### A block of data
....

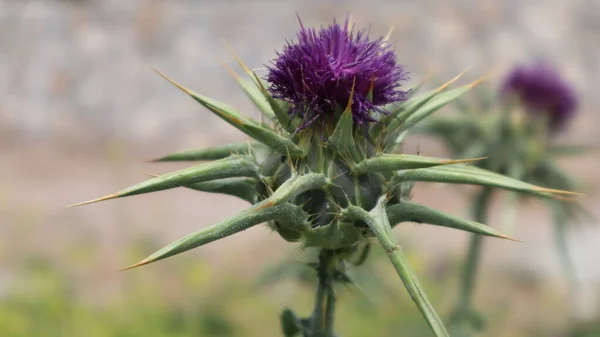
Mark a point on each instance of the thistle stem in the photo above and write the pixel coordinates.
(465, 321)
(324, 309)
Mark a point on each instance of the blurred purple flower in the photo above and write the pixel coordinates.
(315, 75)
(541, 89)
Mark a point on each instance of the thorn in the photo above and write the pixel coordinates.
(181, 87)
(550, 190)
(483, 78)
(447, 84)
(349, 106)
(388, 35)
(371, 87)
(265, 205)
(108, 197)
(238, 59)
(139, 264)
(229, 69)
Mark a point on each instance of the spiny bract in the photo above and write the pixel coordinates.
(514, 125)
(331, 184)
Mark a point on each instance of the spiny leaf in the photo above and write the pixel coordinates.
(295, 185)
(565, 150)
(237, 223)
(224, 168)
(408, 211)
(415, 104)
(342, 139)
(429, 108)
(278, 112)
(560, 223)
(253, 92)
(210, 153)
(474, 176)
(392, 162)
(244, 188)
(379, 224)
(250, 127)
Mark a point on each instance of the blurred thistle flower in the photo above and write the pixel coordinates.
(542, 90)
(317, 74)
(333, 194)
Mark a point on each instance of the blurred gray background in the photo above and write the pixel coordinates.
(80, 111)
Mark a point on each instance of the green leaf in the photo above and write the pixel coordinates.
(432, 106)
(244, 188)
(250, 127)
(378, 222)
(290, 324)
(280, 113)
(342, 139)
(237, 223)
(295, 185)
(224, 168)
(474, 176)
(253, 92)
(412, 212)
(564, 150)
(211, 153)
(560, 224)
(417, 103)
(393, 162)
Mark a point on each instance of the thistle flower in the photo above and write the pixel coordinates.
(542, 90)
(323, 70)
(333, 193)
(520, 150)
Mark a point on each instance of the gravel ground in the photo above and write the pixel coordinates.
(79, 105)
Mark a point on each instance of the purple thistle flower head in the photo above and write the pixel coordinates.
(316, 74)
(541, 89)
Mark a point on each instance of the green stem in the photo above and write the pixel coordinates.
(465, 321)
(324, 309)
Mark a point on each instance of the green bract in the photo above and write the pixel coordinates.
(335, 190)
(520, 145)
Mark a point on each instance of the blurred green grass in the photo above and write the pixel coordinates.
(176, 298)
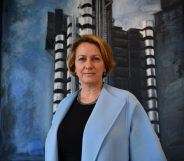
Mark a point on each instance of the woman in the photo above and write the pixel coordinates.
(99, 122)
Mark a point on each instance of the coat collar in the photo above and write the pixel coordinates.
(100, 122)
(103, 116)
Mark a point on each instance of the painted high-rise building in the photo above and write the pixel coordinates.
(135, 56)
(132, 49)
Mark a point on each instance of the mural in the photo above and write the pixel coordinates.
(28, 67)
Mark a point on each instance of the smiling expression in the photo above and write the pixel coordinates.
(89, 65)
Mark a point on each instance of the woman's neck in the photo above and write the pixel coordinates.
(89, 94)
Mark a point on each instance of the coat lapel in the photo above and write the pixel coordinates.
(100, 122)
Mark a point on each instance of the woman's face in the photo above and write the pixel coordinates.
(89, 65)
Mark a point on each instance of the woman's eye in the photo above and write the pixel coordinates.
(96, 59)
(81, 59)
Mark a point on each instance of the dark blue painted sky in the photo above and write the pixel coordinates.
(27, 75)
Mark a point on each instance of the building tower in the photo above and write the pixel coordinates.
(152, 105)
(86, 18)
(56, 43)
(72, 34)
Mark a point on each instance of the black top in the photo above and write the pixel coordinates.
(70, 131)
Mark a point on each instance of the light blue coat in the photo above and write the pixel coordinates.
(117, 130)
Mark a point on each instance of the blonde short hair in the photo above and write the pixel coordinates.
(105, 50)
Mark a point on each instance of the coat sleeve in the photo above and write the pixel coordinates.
(144, 143)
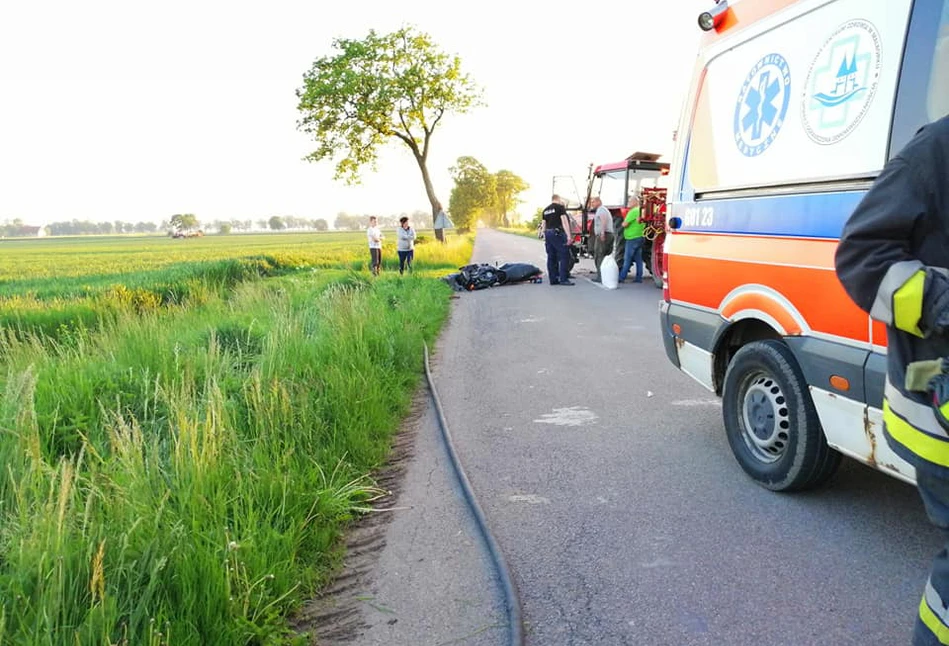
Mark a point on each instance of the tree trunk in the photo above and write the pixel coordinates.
(429, 189)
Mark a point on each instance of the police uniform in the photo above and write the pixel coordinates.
(893, 260)
(555, 239)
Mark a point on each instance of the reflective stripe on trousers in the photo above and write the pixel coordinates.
(932, 621)
(913, 424)
(932, 616)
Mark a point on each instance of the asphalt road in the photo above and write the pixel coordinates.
(609, 483)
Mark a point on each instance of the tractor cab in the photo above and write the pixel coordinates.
(641, 175)
(615, 183)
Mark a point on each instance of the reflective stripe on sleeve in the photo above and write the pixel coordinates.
(899, 299)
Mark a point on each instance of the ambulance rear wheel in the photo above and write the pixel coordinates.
(770, 420)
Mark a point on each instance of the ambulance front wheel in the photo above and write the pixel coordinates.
(770, 420)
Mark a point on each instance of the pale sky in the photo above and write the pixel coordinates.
(136, 111)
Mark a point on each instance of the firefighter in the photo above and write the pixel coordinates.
(556, 227)
(893, 261)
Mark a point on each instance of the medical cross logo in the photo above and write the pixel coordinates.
(762, 105)
(841, 82)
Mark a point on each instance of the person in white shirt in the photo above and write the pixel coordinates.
(603, 232)
(375, 245)
(406, 244)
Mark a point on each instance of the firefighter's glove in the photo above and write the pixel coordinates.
(939, 392)
(935, 318)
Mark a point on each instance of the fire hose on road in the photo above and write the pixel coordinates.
(512, 602)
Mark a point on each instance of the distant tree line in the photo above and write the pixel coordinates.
(17, 229)
(479, 194)
(350, 222)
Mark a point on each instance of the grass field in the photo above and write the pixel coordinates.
(185, 426)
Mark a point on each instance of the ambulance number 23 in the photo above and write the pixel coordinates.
(699, 216)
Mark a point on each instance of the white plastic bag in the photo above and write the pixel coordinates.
(609, 272)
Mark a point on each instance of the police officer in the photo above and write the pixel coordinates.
(893, 260)
(556, 226)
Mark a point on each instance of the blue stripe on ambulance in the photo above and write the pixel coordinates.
(814, 215)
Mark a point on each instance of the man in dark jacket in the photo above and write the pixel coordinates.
(893, 260)
(556, 227)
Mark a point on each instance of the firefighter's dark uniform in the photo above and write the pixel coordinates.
(555, 240)
(892, 260)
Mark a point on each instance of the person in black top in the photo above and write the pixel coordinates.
(893, 261)
(556, 228)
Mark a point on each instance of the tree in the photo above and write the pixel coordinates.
(383, 87)
(509, 186)
(475, 192)
(276, 223)
(184, 221)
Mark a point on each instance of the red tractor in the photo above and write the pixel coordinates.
(640, 174)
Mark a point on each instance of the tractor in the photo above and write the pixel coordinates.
(640, 174)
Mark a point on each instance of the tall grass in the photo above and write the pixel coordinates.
(180, 474)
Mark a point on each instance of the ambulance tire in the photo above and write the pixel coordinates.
(771, 422)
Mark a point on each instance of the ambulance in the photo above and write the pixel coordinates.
(793, 109)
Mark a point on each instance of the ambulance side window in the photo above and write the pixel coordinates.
(924, 76)
(937, 100)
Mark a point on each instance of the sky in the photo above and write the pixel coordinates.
(134, 111)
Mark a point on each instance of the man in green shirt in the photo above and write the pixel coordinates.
(633, 231)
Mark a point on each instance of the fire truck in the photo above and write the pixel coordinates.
(640, 174)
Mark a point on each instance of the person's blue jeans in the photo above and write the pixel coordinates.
(634, 251)
(558, 262)
(405, 259)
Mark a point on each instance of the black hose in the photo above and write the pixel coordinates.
(512, 601)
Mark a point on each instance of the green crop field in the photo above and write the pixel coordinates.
(186, 425)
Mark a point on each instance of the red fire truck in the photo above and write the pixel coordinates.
(640, 174)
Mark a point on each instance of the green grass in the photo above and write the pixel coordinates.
(179, 473)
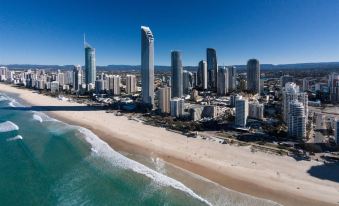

....

### Brief
Retype all of the records above word for word, from the first line through the last, and leave the pictures out of your copy.

### Output for this exercise
Mark a point on each instance of the thistle stem in the photo above and write the pixel coordinates.
(465, 321)
(324, 309)
Mark a point on each instance of the blurred purple flower in the photo above and write the pixel coordinates.
(315, 75)
(541, 89)
Mark a point on each instance of the thorn in the photo above and write the pixel coordinates.
(181, 87)
(550, 190)
(483, 78)
(447, 84)
(349, 106)
(388, 35)
(371, 87)
(265, 205)
(108, 197)
(238, 59)
(139, 264)
(229, 69)
Mark a point on each instance of the spiny bract in the photo above and write the pixel coordinates.
(514, 125)
(331, 184)
Mark a point on each instance of the spiny leaf in the photo above and write the pixel coordinates.
(295, 185)
(565, 150)
(237, 223)
(224, 168)
(408, 211)
(415, 104)
(342, 139)
(429, 108)
(278, 112)
(560, 223)
(253, 92)
(210, 153)
(474, 176)
(392, 162)
(244, 188)
(379, 224)
(250, 127)
Mark a point on each instance of the blurred thistle flower in the photo above and write the pixel coordinates.
(542, 90)
(317, 74)
(333, 194)
Mark a point on each instance of the blurred gray background in the photo above and write the pixel coordinates.
(80, 111)
Mark a point on each instance of the green leaf in the photo above and write the pixel coordinates.
(432, 106)
(244, 188)
(250, 127)
(378, 222)
(290, 324)
(280, 113)
(342, 139)
(237, 223)
(295, 185)
(224, 168)
(474, 176)
(253, 92)
(412, 212)
(564, 150)
(211, 153)
(560, 224)
(417, 103)
(393, 162)
Mark a point on each instance of the thistle flower in the photo above and write the pixel coordinates.
(542, 90)
(323, 70)
(333, 193)
(520, 150)
Mark a point on each instance of the gravel ground in the photo above and write the pixel coordinates.
(79, 105)
Mark a point on each instance of the purple thistle flower head in the photo above and write the pixel coordinates.
(316, 74)
(541, 89)
Mark a point on each instance of the green stem in the photo above and write the pixel coordinates.
(465, 321)
(324, 309)
Mark a point on each instance of the green bract in the photo above and write the pixel coordinates.
(335, 190)
(520, 145)
Mark a point on each instance of the blurred green grass in the photo above and write the pixel coordinates.
(176, 298)
Mark a point on each instance of the woman in the photo above and write the pixel coordinates.
(99, 122)
Mark a point on each instance of the coat collar in the photo above and write the pixel coordinates.
(100, 122)
(103, 116)
Mark a point on each instance of the painted high-rise building in the photo above and write the pixel coordinates.
(135, 56)
(132, 49)
Mark a point on each instance of the mural in the photo above and write the pixel coordinates.
(28, 67)
Mark a point on each instance of the smiling expression in the photo above and write the pixel coordinates.
(89, 65)
Mark a point on each instance of the woman's neck in the photo above and write the pixel coordinates.
(89, 94)
Mark a point on each instance of the coat lapel in the photo above and write the pixel coordinates.
(100, 122)
Mark a point on each instance of the woman's face in the photo above and write the pixel coordinates.
(89, 65)
Mark a point on each instance of the woman's eye in the photo above and write the pixel coordinates.
(96, 59)
(81, 59)
Mark a point on each instance of the dark blue painted sky in the photo above and write the pixel coordinates.
(27, 75)
Mark a point on each instance of the building tower in the photo above and write the pixel coordinates.
(152, 105)
(86, 18)
(56, 43)
(72, 34)
Mark a point on each instance of the black top in the photo above and write the pixel coordinates.
(70, 131)
Mark a point on each instance of the light blue coat in the photo above and write the pixel coordinates.
(117, 130)
Mark a point on each instance of the blonde short hair in the photo above and write the pixel coordinates.
(105, 50)
Mark a point on each instance of the coat sleeve in the photo above and write the pixel coordinates.
(144, 143)
Mark a point on each instance of the tree trunk in the photo above and write the pixel coordinates.
(429, 189)
Mark a point on each instance of the police uniform in the photo above and write the pixel coordinates.
(893, 260)
(555, 239)
Mark a point on each instance of the reflective stripe on trousers in the photo above and write the pixel coordinates.
(932, 621)
(913, 424)
(932, 616)
Mark a point on each instance of the asphalt road in the photo above and write the pixel coordinates.
(609, 483)
Mark a point on each instance of the tractor cab in the photo above and write the pixel coordinates.
(641, 175)
(615, 183)
Mark a point on each instance of the reflective stripe on sleeve in the photo above and write the pixel coordinates.
(899, 299)
Mark a point on each instance of the ambulance rear wheel in the photo above and write the pixel coordinates.
(770, 420)
Mark a point on each instance of the ambulance front wheel in the photo above and write the pixel coordinates.
(770, 420)
Mark a point on each instance of the pale sky in the photo above and write the pixel coordinates.
(136, 111)
Mark a point on each instance of the firefighter in the photo above and write the pixel coordinates.
(556, 227)
(893, 261)
Mark a point on each instance of the medical cross logo in the photo above and write the pixel coordinates.
(762, 105)
(841, 82)
Mark a point on each instance of the person in white shirt in the photo above and write the pixel coordinates.
(603, 232)
(375, 245)
(406, 244)
Mark a point on each instance of the firefighter's glove in the photo above and write the pixel coordinates.
(939, 392)
(935, 318)
Mark a point on each instance of the fire hose on road in the photo above and write the pixel coordinates.
(512, 602)
Mark a point on each instance of the distant tree line in the photo above and write the pixel coordinates.
(17, 229)
(479, 194)
(350, 222)
Mark a point on each instance of the grass field in the photo above and write the pixel coordinates.
(185, 426)
Mark a point on each instance of the ambulance number 23 in the photo above and write the pixel coordinates.
(699, 216)
Mark a point on each instance of the white plastic bag in the photo above and write the pixel coordinates.
(609, 272)
Mark a point on each instance of the police officer in the photo above and write the pixel coordinates.
(893, 260)
(556, 226)
Mark a point on each instance of the blue stripe on ambulance in the photo above and write the pixel coordinates.
(814, 215)
Mark a point on each instance of the man in dark jacket in the photo above and write the pixel coordinates.
(893, 260)
(556, 227)
Mark a point on each instance of the firefighter's dark uniform in the photo above and write the pixel coordinates.
(555, 240)
(892, 260)
Mark a point on each instance of the person in black top in the photo above and write the pixel coordinates.
(893, 261)
(556, 228)
Mark a point on each instance of the tree in the photo above and write the pixel coordinates.
(383, 87)
(509, 186)
(475, 192)
(276, 223)
(184, 221)
Mark a point on each instance of the red tractor in the photo above and write the pixel coordinates.
(640, 174)
Mark a point on each instance of the tractor in the photo above and write the pixel coordinates.
(640, 174)
Mark a point on each instance of the tall grass in the photo above and write the pixel coordinates.
(180, 474)
Mark a point on each instance of the ambulance tire in the photo above and write the pixel coordinates.
(771, 422)
Mark a point on each instance of the ambulance in the photo above and write the pixel coordinates.
(793, 109)
Mark a point on each instance of the ambulance side window in the photo above and write the pixel coordinates.
(924, 76)
(937, 100)
Mark a point on each instance of the sky in the photo above and write the pixel coordinates.
(134, 111)
Mark a point on each instance of the man in green shirt in the photo above and write the pixel coordinates.
(633, 231)
Mark a point on each instance of the fire truck in the photo above and write the pixel coordinates.
(640, 174)
Mark a point on each instance of the person's blue jeans in the photo above and write the pixel coordinates.
(634, 251)
(558, 262)
(405, 259)
Mark a point on each instance of the black hose in the photo above and write the pixel coordinates.
(512, 601)
Mark a point on each instance of the green crop field in the photo above and write the pixel coordinates.
(186, 425)
Mark a point on each instance of the red fire truck in the photo above and write the pixel coordinates.
(640, 174)
Mark a point on each instance of the green grass in the photo above and write the pixel coordinates.
(179, 473)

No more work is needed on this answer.